String Operations
String operations in data processing mainly involve string splitting and string extraction: splitting strings into multiple lines or capturing and splitting strings into multiple columns using regular expressions. After downcasting the expression with col("str").str(), string operations can be performed.
Splitting Strings into Multiple Lines
In the following dataframe, the member information of each team is stored as a string. Our first task is to split the string into multiple lines using the newline character as a delimiter.

◆ ◆ ◆ ◆

Work instructions:
According to the text on string operations, which character serves as the delimiter when splitting each team's member string into multiple lines?

◆ ◆ ◆ ◆

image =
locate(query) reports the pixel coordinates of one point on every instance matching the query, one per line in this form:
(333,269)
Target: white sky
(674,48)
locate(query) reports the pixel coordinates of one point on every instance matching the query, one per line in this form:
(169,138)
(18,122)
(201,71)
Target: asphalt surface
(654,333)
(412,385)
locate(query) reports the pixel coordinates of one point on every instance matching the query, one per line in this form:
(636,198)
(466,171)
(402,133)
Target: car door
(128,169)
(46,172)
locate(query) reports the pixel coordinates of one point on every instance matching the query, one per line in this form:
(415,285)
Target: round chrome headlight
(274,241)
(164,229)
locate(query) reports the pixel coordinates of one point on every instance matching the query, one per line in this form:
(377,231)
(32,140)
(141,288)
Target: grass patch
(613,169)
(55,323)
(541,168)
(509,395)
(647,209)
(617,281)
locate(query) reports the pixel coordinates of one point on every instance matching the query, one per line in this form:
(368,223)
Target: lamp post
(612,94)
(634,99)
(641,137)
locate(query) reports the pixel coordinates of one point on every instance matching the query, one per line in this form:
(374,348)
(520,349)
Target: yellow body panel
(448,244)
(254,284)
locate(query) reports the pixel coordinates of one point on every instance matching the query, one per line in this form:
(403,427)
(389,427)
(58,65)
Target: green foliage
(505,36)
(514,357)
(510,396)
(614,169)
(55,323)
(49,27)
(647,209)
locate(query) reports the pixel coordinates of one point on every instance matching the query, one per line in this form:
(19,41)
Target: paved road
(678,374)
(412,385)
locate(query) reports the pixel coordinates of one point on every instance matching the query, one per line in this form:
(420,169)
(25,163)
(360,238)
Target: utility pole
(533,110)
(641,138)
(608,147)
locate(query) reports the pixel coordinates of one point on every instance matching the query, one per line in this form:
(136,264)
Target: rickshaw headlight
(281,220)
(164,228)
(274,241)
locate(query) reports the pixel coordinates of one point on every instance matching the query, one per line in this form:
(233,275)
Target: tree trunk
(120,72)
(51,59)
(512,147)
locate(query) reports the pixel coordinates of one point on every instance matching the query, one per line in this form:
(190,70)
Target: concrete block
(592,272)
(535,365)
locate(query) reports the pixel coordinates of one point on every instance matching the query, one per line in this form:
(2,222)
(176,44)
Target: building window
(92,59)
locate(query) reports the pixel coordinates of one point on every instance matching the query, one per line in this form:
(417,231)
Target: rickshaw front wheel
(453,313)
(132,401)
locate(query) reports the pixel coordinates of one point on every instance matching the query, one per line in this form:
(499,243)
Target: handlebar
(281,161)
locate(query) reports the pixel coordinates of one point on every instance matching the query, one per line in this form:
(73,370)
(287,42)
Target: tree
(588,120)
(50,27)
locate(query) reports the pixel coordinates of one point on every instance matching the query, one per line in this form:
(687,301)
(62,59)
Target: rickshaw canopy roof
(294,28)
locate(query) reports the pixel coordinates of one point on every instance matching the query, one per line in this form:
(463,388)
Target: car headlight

◆ ◆ ◆ ◆

Task answer:
The newline character.